Stated goal A:
Quote the text on the collectivization of agriculture in Kazakhstan in full, word for word.

•••

From the history of collectivization of agriculture in Kazakhstan
17.09.2013 1646
(from COLLECTION OF MATERIALS of International scientific conference «GREAT FAMINE IN KAZAKHSTAN: TRAGEDY OF THE NATION AND THE LESSONS OF HISTORY») published in Astana, 2012

Determining all subsequent action of Kazakh Regional Committee (Kazkraykom) of All-Union Communist Party (bolsheviks) in the late 20s – early 30s of the 20th century in agriculture has become a slogan – «The policy of the party in the village – it’s collectivization and liquidation of the kulaks as a class».

Nomadism as difficult type of economic and cultural activity with the social organization and a multilevel complex of institutional linkages was not ready to process of sovietization based on sedentarization. Despite it, the problem of grain procurement campaign was offered to be solved at the expense of withdrawal from a turn of lands of nomadic and semi-nomadic cattle breeding. In September, 1931 Kazkraykom CPSU (b) has set the task for cattle-breeding areas, «go on line of higher rates of collectivization ». If in 1930 the number of farms in the republic was 7000, of which more than two thousand – in the cattle-breeding areas, by June 1, 1931 in the collectivization of cattle-breeding farms covered 44.1% of total households.

•••

Stated goal B:
Print the stretch of the entries from the line containing "segment light grey beanie" through the end of the entries, verbatim.

Extracted information:
•••

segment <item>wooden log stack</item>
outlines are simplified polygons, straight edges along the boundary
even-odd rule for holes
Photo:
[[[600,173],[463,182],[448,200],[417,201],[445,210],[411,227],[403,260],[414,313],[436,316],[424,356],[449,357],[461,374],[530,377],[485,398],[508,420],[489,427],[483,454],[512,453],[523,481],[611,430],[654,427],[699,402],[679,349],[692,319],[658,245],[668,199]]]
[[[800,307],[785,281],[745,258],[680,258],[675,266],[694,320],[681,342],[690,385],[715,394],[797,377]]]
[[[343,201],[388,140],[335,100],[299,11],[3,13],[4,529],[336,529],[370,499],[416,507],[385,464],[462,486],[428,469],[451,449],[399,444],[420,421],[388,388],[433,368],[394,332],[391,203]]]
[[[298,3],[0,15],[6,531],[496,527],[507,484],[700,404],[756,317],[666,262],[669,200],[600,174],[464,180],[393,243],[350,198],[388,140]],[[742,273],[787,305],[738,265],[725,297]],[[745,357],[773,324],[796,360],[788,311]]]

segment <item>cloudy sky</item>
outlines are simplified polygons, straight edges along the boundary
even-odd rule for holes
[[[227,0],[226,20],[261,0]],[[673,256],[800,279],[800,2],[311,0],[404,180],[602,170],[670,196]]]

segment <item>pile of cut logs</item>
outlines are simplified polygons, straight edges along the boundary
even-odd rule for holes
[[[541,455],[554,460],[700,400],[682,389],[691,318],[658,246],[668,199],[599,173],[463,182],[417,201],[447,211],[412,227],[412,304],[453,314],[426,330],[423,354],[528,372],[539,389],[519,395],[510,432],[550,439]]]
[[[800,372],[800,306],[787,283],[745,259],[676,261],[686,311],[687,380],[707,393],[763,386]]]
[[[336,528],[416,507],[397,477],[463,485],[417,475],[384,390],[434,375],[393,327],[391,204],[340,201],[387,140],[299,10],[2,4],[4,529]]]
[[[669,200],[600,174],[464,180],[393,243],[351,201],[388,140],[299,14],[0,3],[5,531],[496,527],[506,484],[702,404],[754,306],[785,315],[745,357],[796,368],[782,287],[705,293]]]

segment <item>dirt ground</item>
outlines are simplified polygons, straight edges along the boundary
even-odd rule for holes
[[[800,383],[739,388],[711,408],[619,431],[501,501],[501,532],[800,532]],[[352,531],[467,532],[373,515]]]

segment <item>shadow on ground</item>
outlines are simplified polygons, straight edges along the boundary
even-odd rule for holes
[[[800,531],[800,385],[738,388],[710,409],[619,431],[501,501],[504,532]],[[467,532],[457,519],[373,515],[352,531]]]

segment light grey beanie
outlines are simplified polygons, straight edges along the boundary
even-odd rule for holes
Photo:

•••

Written reply A:
From the history of collectivization of agriculture in Kazakhstan
17.09.2013 1646
(from COLLECTION OF MATERIALS of International scientific conference «GREAT FAMINE IN KAZAKHSTAN: TRAGEDY OF THE NATION AND THE LESSONS OF HISTORY») published in Astana, 2012

Determining all subsequent action of Kazakh Regional Committee (Kazkraykom) of All-Union Communist Party (bolsheviks) in the late 20s – early 30s of the 20th century in agriculture has become a slogan – «The policy of the party in the village – it’s collectivization and liquidation of the kulaks as a class».

Nomadism as difficult type of economic and cultural activity with the social organization and a multilevel complex of institutional linkages was not ready to process of sovietization based on sedentarization. Despite it, the problem of grain procurement campaign was offered to be solved at the expense of withdrawal from a turn of lands of nomadic and semi-nomadic cattle breeding. In September, 1931 Kazkraykom CPSU (b) has set the task for cattle-breeding areas, «go on line of higher rates of collectivization ». If in 1930 the number of farms in the republic was 7000, of which more than two thousand – in the cattle-breeding areas, by June 1, 1931 in the collectivization of cattle-breeding farms covered 44.1% of total households.

Written reply B:
segment light grey beanie
outlines are simplified polygons, straight edges along the boundary
even-odd rule for holes
Photo:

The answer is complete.